● WORK TO DO: Extract the lines of the listing from the line with "The query is: chair backrest" to the line with "[890,588,1159,858]", inclusive, and reproduce them verbatim.

● DATASET EXCERPTS:
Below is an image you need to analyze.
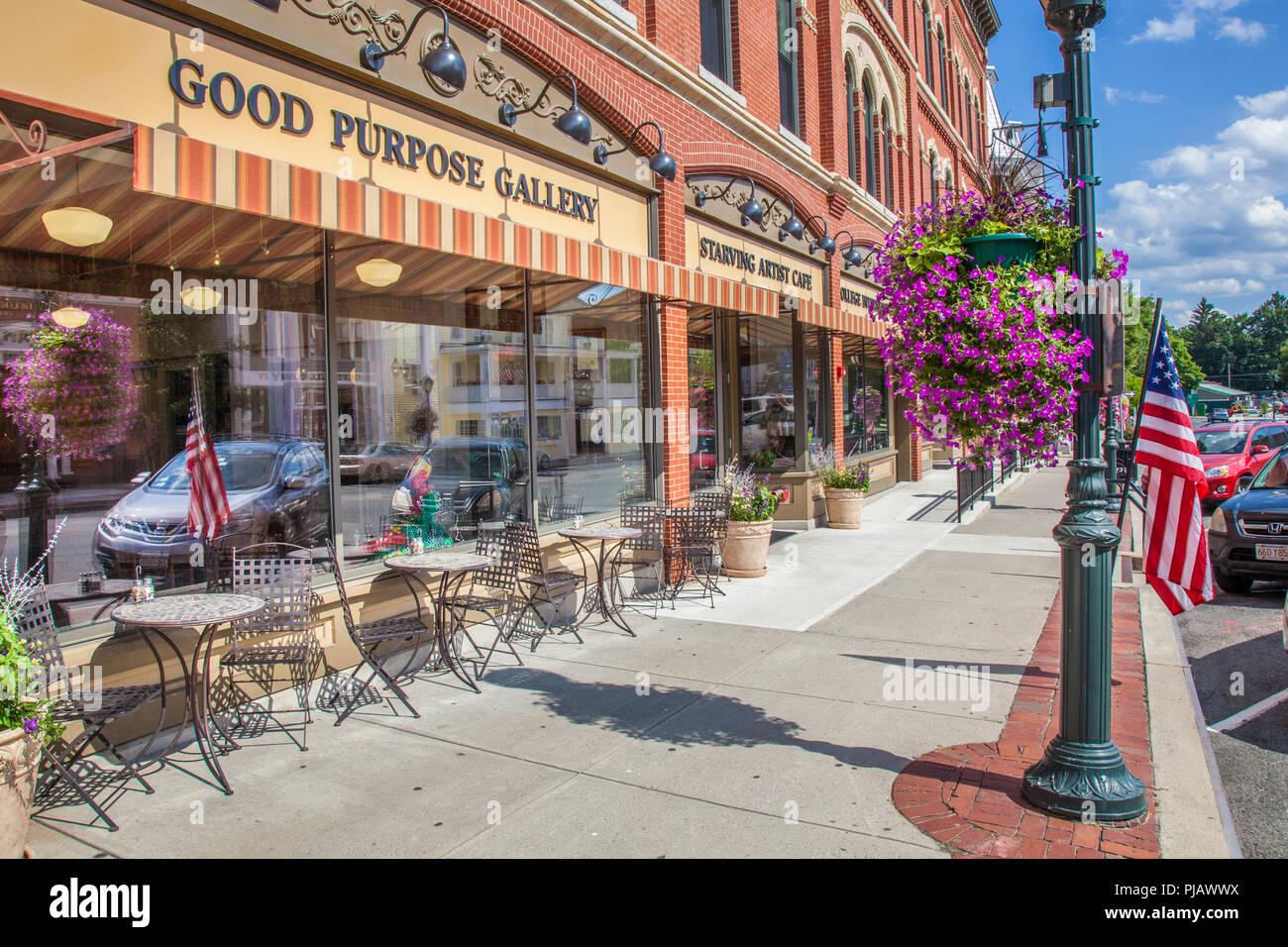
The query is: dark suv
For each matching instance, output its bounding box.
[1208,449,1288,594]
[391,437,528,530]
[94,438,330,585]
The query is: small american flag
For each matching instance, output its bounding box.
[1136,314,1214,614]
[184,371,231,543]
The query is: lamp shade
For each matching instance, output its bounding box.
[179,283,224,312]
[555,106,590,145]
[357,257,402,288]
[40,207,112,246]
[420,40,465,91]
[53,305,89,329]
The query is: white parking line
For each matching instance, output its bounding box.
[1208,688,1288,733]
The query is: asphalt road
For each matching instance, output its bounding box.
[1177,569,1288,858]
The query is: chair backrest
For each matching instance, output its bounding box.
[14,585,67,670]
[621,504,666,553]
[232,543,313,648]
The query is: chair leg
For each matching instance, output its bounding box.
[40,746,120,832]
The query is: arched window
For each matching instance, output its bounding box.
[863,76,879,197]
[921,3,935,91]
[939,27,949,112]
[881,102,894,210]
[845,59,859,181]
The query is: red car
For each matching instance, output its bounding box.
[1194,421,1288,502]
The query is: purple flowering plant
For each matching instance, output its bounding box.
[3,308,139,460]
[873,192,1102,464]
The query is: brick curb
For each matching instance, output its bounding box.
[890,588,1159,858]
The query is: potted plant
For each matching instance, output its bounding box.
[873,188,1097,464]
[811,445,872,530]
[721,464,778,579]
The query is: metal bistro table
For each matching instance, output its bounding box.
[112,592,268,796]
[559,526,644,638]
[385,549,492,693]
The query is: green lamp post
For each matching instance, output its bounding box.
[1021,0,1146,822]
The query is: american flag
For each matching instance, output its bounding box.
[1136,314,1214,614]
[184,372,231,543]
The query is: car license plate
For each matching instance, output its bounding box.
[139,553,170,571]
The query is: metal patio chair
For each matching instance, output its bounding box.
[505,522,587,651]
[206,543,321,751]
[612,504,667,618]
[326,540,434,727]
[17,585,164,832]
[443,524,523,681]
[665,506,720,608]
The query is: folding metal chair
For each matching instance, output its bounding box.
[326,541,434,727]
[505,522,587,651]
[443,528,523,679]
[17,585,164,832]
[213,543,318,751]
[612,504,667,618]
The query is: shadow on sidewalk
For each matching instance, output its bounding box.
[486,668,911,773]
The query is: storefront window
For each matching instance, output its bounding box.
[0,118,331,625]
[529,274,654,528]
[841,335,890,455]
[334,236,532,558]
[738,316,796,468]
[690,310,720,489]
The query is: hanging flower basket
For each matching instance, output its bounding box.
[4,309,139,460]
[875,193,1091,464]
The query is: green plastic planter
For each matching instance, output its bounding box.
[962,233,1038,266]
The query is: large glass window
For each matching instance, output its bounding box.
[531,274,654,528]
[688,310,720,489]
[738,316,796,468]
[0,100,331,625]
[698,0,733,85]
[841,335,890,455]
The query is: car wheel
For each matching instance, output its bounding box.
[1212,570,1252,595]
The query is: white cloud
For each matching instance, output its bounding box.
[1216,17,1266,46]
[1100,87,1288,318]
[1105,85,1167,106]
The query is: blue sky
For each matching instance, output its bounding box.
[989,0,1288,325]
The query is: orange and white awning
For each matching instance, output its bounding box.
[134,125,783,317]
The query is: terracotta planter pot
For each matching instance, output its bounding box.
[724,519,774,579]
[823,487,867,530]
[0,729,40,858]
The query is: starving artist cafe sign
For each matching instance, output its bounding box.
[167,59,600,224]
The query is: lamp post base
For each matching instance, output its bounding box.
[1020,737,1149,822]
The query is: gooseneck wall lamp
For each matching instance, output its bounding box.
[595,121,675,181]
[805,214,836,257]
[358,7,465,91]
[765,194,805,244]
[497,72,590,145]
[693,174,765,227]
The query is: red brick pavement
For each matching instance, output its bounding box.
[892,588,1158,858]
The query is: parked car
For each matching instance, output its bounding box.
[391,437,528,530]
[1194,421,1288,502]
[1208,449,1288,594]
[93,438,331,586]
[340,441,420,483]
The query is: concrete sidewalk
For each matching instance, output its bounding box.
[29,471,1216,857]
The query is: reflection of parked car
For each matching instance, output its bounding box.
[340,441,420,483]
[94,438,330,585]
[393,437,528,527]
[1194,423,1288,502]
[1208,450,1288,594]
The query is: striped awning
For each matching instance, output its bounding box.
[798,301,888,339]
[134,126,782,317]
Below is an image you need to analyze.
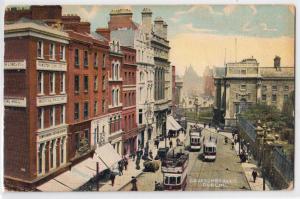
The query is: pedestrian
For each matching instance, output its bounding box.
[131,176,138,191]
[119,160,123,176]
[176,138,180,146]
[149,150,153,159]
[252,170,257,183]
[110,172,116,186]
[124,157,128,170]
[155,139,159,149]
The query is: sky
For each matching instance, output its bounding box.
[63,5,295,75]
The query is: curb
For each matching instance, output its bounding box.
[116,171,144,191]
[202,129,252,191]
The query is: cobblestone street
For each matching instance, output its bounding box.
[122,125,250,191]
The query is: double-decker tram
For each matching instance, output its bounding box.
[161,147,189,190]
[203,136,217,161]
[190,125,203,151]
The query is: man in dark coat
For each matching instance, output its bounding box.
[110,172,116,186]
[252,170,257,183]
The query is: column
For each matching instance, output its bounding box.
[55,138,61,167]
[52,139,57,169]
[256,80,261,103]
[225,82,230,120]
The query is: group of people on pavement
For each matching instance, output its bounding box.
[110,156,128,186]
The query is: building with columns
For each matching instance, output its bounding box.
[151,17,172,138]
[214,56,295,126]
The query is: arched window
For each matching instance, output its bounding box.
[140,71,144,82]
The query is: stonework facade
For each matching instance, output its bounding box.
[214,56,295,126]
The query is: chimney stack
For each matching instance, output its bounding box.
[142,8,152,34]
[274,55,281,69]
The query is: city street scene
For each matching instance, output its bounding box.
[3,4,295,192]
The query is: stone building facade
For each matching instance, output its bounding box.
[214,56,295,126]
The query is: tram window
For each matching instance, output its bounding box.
...
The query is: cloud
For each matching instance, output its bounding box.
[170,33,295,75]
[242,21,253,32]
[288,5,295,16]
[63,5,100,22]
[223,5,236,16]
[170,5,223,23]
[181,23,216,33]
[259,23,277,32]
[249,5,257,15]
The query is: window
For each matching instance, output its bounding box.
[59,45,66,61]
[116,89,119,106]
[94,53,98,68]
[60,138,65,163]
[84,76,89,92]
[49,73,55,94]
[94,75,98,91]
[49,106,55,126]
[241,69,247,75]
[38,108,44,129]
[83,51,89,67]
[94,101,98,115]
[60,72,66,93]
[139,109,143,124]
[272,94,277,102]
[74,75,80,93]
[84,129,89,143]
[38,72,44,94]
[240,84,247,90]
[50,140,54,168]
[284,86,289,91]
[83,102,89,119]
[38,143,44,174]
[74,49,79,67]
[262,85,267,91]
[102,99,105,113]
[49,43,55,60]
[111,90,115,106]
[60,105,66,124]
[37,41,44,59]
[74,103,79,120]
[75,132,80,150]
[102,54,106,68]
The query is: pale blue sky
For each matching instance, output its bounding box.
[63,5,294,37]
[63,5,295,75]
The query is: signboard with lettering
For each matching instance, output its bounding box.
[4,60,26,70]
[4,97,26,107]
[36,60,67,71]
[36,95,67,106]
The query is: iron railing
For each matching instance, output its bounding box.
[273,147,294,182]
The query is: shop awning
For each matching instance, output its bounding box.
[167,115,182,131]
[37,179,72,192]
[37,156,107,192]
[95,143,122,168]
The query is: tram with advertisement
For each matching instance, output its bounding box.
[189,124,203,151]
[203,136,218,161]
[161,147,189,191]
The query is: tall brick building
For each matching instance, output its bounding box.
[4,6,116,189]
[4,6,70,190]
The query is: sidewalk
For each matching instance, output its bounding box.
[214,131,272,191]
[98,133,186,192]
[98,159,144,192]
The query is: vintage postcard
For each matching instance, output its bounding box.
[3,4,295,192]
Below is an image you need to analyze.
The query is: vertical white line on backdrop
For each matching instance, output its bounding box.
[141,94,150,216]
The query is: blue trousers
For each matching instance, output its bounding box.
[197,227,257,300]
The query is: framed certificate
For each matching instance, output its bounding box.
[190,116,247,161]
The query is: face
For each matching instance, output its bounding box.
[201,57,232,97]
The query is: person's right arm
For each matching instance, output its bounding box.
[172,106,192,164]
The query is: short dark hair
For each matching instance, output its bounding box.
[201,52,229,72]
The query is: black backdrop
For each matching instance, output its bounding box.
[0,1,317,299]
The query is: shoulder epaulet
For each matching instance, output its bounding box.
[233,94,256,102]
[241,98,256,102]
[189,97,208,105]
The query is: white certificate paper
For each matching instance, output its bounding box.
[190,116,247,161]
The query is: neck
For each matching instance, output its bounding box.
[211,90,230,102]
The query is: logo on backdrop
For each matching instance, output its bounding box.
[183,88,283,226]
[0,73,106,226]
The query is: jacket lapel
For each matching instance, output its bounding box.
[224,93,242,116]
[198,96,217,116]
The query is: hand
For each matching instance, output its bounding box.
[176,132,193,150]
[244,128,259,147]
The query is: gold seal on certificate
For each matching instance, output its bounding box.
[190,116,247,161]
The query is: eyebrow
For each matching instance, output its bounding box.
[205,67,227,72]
==
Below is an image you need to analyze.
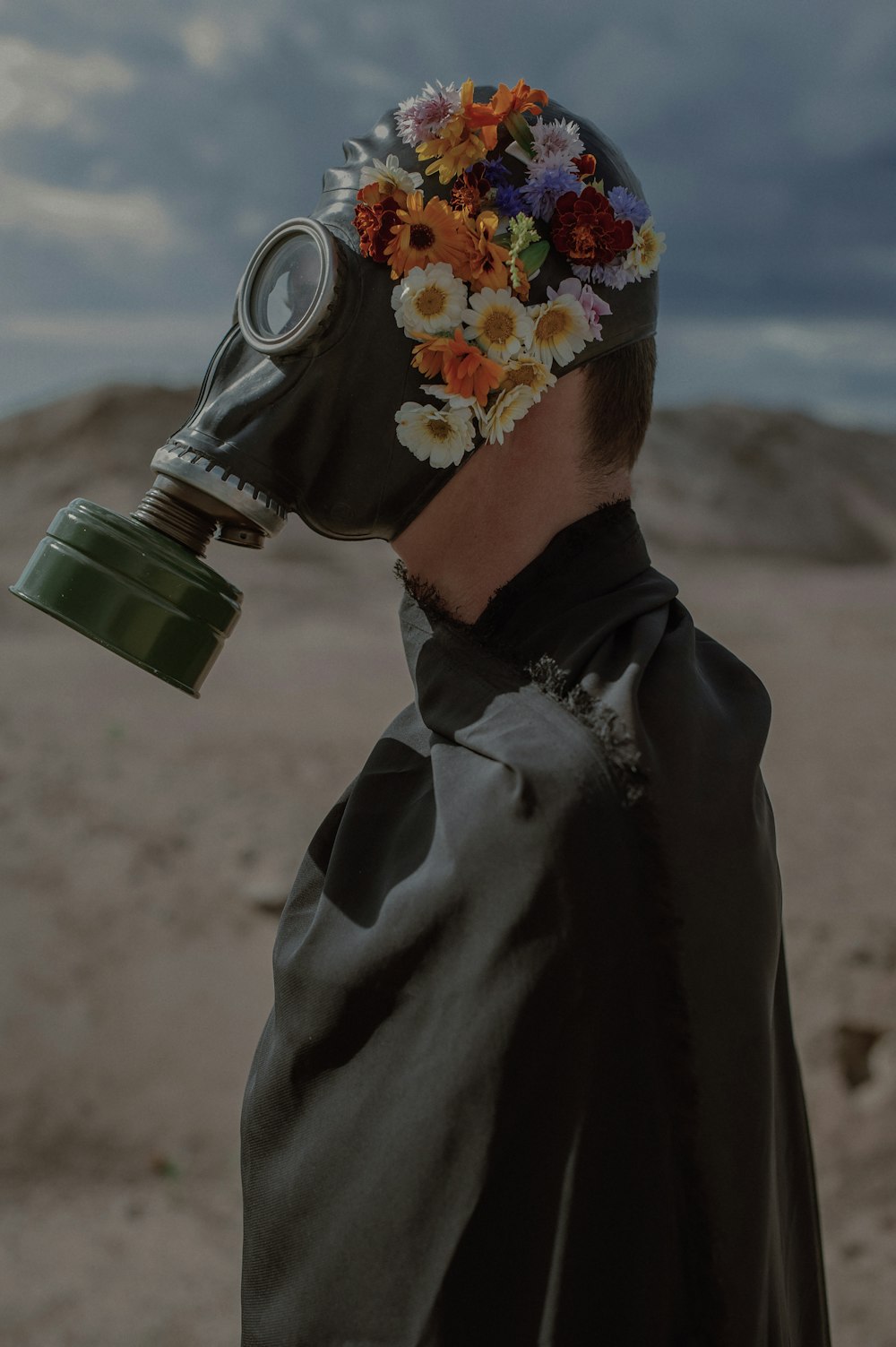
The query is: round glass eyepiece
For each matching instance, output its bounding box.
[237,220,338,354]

● CORRECT OUTPUT:
The query is: chair backrest
For each matching instance, output its bounding box.
[14,585,67,670]
[621,504,666,553]
[232,543,313,648]
The query is: chair leg
For each matching instance, output its bounding box.
[40,746,120,832]
The query is: arched window
For each matching instance, output its bounding box.
[863,76,879,197]
[921,3,935,91]
[939,27,949,112]
[881,102,894,210]
[845,59,859,181]
The query is: red car
For each matching instance, output its bounding box.
[1194,421,1288,502]
The query is: purple flowering plant
For each matching instance, output its bounding box.
[3,308,139,460]
[873,192,1102,464]
The query is: brick curb
For each matching instance, output its bounding box.
[890,588,1159,858]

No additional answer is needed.